How to complete this task: How many of the lines below include "foliage"? Give the number and no other words.

The input:

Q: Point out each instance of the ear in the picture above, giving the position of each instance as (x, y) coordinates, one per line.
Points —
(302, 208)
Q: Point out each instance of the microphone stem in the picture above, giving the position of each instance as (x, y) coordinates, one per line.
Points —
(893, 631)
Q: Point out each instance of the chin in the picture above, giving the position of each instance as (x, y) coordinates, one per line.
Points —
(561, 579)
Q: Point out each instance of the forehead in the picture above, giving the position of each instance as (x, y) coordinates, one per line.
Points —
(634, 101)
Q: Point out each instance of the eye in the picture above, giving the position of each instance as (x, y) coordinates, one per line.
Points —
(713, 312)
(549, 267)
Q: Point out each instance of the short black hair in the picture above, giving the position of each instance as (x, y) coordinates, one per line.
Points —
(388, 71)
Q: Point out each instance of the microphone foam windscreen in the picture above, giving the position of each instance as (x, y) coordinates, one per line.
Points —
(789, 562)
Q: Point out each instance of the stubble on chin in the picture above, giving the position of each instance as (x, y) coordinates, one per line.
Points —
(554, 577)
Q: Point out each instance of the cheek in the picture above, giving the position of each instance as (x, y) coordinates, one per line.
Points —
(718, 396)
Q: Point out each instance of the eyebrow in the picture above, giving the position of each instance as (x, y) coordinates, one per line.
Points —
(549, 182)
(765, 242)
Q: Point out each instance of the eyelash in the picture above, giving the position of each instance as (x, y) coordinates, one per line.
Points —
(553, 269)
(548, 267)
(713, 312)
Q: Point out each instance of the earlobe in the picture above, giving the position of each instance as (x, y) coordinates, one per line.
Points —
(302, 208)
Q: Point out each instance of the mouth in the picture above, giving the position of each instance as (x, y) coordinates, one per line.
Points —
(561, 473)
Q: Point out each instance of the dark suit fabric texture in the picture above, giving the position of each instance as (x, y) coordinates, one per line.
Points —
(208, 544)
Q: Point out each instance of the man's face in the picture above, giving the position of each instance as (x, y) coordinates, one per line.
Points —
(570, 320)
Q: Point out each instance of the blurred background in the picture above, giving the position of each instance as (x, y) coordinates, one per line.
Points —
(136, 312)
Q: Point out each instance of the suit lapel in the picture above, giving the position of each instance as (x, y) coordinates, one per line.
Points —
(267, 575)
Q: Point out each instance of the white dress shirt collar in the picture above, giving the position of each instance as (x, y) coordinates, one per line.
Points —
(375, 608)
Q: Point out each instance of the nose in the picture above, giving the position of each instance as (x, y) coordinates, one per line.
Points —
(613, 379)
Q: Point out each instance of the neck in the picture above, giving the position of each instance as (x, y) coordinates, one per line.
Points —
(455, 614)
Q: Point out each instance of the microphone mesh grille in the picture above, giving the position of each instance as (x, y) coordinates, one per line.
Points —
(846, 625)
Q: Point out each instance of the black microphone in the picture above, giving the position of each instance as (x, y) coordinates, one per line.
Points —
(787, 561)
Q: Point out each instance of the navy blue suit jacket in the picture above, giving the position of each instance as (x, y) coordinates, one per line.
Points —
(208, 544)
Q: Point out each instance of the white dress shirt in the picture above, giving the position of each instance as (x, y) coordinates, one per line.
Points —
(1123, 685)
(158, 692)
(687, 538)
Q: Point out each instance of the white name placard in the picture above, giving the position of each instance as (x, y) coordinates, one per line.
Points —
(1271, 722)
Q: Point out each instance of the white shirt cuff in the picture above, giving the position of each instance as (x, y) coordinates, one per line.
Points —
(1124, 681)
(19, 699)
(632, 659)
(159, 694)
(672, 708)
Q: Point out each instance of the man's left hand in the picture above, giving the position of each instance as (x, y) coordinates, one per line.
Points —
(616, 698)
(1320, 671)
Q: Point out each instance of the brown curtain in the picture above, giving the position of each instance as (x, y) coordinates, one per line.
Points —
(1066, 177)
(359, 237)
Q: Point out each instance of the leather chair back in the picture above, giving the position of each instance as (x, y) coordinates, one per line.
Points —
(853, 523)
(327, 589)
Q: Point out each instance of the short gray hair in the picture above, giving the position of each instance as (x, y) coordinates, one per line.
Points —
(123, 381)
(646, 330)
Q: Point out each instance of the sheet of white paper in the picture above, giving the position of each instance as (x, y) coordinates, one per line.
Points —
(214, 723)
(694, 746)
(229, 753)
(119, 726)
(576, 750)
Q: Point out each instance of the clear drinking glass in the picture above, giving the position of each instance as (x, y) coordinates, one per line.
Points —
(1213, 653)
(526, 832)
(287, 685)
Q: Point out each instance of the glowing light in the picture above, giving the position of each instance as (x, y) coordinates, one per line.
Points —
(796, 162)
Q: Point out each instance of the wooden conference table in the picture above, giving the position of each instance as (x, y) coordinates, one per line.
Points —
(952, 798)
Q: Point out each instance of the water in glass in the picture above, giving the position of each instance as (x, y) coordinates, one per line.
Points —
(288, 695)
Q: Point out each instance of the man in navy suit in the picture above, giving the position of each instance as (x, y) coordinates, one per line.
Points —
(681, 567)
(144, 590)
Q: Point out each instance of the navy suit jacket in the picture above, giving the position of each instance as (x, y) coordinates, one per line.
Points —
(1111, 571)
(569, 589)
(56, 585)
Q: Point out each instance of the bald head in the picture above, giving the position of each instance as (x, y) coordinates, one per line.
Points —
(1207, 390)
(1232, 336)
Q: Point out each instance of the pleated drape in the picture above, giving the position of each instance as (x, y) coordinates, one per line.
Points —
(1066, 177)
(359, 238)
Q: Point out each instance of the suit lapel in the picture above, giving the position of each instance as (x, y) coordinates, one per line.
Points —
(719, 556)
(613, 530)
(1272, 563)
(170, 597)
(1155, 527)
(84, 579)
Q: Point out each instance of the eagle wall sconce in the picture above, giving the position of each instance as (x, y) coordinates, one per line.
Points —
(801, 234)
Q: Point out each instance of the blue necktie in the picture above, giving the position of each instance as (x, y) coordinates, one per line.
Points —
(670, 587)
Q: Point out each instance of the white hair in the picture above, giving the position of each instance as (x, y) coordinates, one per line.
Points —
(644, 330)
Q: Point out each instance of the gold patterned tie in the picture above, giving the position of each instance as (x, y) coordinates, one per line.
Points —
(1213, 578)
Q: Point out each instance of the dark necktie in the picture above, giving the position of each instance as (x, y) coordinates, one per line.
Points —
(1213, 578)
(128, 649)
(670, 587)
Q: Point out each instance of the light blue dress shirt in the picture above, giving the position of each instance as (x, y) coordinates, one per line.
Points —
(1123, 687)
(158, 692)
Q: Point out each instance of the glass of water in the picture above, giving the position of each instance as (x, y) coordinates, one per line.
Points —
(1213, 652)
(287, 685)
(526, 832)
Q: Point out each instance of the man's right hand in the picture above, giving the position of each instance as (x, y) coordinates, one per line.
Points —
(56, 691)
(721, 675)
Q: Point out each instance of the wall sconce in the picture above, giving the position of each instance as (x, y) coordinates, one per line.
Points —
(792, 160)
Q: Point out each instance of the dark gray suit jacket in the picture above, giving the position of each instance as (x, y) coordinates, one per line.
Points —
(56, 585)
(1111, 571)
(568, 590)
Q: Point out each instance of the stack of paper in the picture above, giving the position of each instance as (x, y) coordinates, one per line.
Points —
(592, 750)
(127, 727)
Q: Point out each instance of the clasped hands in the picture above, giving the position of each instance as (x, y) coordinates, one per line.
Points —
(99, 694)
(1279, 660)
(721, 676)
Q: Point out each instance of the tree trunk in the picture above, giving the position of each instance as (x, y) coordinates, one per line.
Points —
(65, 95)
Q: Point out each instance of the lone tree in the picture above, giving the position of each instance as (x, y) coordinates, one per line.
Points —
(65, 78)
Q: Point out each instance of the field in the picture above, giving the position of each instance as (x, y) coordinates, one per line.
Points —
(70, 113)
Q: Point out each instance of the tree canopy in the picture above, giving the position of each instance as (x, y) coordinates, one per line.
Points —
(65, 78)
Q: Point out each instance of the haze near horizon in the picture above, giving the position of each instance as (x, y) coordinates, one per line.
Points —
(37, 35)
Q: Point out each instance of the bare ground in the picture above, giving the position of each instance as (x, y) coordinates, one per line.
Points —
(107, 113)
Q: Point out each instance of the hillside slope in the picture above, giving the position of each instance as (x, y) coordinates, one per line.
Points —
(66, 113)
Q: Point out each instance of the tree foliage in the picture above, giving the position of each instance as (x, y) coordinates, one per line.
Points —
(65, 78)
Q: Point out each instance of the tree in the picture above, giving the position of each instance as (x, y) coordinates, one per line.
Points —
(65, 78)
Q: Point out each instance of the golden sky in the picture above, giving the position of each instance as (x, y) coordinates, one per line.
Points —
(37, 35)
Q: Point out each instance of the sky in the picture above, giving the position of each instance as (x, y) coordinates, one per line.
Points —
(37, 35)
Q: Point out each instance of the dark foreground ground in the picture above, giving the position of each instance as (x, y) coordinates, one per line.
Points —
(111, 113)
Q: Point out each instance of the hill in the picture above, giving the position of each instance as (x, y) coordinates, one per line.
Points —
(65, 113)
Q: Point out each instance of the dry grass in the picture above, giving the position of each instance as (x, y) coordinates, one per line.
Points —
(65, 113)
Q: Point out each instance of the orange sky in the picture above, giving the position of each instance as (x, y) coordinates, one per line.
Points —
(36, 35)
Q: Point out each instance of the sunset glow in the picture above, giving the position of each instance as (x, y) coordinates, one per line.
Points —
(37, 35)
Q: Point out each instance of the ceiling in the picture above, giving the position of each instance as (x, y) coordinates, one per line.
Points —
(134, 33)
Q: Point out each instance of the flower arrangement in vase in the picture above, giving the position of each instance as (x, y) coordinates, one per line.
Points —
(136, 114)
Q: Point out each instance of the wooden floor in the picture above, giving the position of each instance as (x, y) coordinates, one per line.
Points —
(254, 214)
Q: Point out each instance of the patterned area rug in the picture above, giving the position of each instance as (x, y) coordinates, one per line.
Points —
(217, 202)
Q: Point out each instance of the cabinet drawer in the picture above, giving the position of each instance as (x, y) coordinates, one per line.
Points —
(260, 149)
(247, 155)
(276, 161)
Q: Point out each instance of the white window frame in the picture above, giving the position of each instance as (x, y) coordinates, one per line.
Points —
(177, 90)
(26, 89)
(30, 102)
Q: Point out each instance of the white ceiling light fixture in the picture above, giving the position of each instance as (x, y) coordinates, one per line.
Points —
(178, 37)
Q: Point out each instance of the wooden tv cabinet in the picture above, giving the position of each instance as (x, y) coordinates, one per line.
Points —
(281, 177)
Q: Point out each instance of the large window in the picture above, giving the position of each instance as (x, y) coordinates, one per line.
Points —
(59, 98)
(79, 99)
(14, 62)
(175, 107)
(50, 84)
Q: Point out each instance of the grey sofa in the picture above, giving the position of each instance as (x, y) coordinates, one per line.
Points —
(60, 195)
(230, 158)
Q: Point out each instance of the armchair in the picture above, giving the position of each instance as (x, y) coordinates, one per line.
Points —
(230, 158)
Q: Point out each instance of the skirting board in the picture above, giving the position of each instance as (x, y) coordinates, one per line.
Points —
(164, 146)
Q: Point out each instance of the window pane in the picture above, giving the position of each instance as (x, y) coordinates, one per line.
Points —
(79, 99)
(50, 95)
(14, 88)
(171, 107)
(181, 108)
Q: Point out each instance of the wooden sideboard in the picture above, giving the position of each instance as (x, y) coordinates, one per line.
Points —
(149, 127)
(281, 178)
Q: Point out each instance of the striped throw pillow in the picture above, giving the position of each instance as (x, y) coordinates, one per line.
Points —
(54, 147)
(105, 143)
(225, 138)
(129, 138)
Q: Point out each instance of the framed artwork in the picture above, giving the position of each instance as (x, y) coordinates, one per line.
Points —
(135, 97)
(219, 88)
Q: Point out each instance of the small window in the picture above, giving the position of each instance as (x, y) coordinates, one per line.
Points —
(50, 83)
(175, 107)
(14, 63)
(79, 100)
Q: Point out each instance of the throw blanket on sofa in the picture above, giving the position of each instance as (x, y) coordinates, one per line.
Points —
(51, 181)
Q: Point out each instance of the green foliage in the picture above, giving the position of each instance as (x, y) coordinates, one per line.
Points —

Answer box: 2